> _Belge alıntısı_
__________________________________________________

Habertürk
    Takipde Kalın!
      Günlük gelişmeleri takip edebilmek için habertürk uygulamasını indirin

        Osmanlı Tarihi’ndeki ilk ve tek belgeli recmin ayrıntıları, üç asır sonra ortaya çıktı. İşte, 1680’de Yahudi bir erkekle zina ederken basılan Müslüman bir kadın için verilen ve mahkeme defterine de kaydedilen recm kararı ve olayın ayrıntıları...

        İstanbul’da 17. yüzyılda yaşandığı söylenen Osmanlı Tarihi’ndeki tek belgeli recmin, yani zina yapan kadının toprağa gömülerek taşlanması cezasının ayrıntıları üç asır sonra ortaya çıktı. Diyanet İşleri Başkanlığı Din İşleri Yüksek Kurulu Üyesi Ömer Menekşe, “Marife” isimli dergideki makalesinde 1680’de uygulanan recm cezasının resmî belgesini yayınladı.

        KADINLARA karşı son günlerde gittikçe artan şiddet, şiddet ile doğrudan bir ilgisi olmasa da yine kadına karşı geçmişte vârolduğu söylenen bir hukukî uygulamayı, “recm” denen taşlayarak idam cezasını da gündeme getirdi. Gazetelerde ve TV’lerde arada bir recm, yani toprağa gömüp taşlayarak idam konusu tartışılıyor.

        Recmin İslam hukukunda yeralıp almadığı asırlar öncesinden buyana üzerinde tam olarak anlaşma sağlanamamış bir konu idi ve din âlimleri bu hususta ikiye bölünmüşlerdi. Bir kesim recmin Kur’an’da geçmemesi sebebi ile şeriatin getirdiği bir ceza olmadığını, diğer kesim ise hadiste geçtiğini ve Hazreti Muhammed’in recmi bir defa da olsa uygulattığını söylerlerdi.

__________________________________________________

> _Satırlar_
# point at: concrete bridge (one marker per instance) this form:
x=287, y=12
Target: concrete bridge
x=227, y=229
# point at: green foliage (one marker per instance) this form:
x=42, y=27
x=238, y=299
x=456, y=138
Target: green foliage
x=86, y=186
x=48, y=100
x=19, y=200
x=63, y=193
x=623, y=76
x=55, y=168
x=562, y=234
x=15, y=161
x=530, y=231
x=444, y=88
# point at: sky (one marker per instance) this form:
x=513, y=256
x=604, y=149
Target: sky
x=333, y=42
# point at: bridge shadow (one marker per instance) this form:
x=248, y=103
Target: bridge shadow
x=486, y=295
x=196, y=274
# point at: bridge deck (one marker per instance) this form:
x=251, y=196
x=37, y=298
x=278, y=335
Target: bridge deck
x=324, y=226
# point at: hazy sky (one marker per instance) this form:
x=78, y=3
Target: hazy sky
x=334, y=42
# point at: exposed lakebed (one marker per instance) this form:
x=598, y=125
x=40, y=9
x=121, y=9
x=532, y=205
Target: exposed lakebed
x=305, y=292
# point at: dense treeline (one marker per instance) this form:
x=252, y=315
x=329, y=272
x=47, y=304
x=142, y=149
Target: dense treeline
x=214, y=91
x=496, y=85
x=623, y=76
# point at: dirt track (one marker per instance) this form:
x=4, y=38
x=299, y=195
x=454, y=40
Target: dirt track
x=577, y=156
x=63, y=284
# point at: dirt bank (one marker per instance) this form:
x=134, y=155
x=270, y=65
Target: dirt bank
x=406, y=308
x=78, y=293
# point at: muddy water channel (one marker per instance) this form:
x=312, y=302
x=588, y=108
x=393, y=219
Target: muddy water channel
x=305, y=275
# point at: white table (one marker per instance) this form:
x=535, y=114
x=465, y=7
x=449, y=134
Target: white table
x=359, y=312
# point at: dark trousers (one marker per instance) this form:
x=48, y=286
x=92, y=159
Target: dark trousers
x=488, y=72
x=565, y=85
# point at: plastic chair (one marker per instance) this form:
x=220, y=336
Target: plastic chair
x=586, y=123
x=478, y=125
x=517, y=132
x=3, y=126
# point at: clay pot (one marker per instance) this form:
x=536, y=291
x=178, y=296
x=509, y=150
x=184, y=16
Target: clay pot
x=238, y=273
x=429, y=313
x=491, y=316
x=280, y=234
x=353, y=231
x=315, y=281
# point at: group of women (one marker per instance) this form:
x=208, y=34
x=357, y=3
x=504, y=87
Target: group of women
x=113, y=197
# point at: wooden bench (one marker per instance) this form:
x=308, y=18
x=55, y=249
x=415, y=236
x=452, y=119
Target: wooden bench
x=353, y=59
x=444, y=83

__________________________________________________

> _Görev A_
Belge alıntısındaki metni "Günlük gelişmeleri takip" ifadesinden "ve olayın ayrıntıları..." ifadesine kadar hiçbir değişiklik yapmadan tekrarlayın.
> _Görev B_
Belge alıntısına göre aşağıdaki soruları cevaplayın.
(i) Mahkeme defterine kaydedilen recm kararı hangi yılda verildi?
(ii) Ömer Menekşe hangi kurulun üyesidir?
(iii) Din âlimlerinin bir kesimi, recmin şeriatin getirdiği bir ceza olmadığını hangi sebebe dayandırıyordu?
> _Görev C_
Belge alıntısında adı geçen kişileri ve resmî kurumları listeleyin.
Satırlar, belge alıntısından bağımsız ayrı bir malzemedir.

> _Görevin çözümü A_
Günlük gelişmeleri takip edebilmek için habertürk uygulamasını indirin

        Osmanlı Tarihi’ndeki ilk ve tek belgeli recmin ayrıntıları, üç asır sonra ortaya çıktı. İşte, 1680’de Yahudi bir erkekle zina ederken basılan Müslüman bir kadın için verilen ve mahkeme defterine de kaydedilen recm kararı ve olayın ayrıntıları...

> _Görevin çözümü B_
(i) 1680
(ii) Diyanet İşleri Başkanlığı Din İşleri Yüksek Kurulu
(iii) Recmin Kur'an'da geçmemesine

> _Görevin çözümü C_
Ömer Menekşe
Hazreti Muhammed
Diyanet İşleri Başkanlığı
Din İşleri Yüksek Kurulu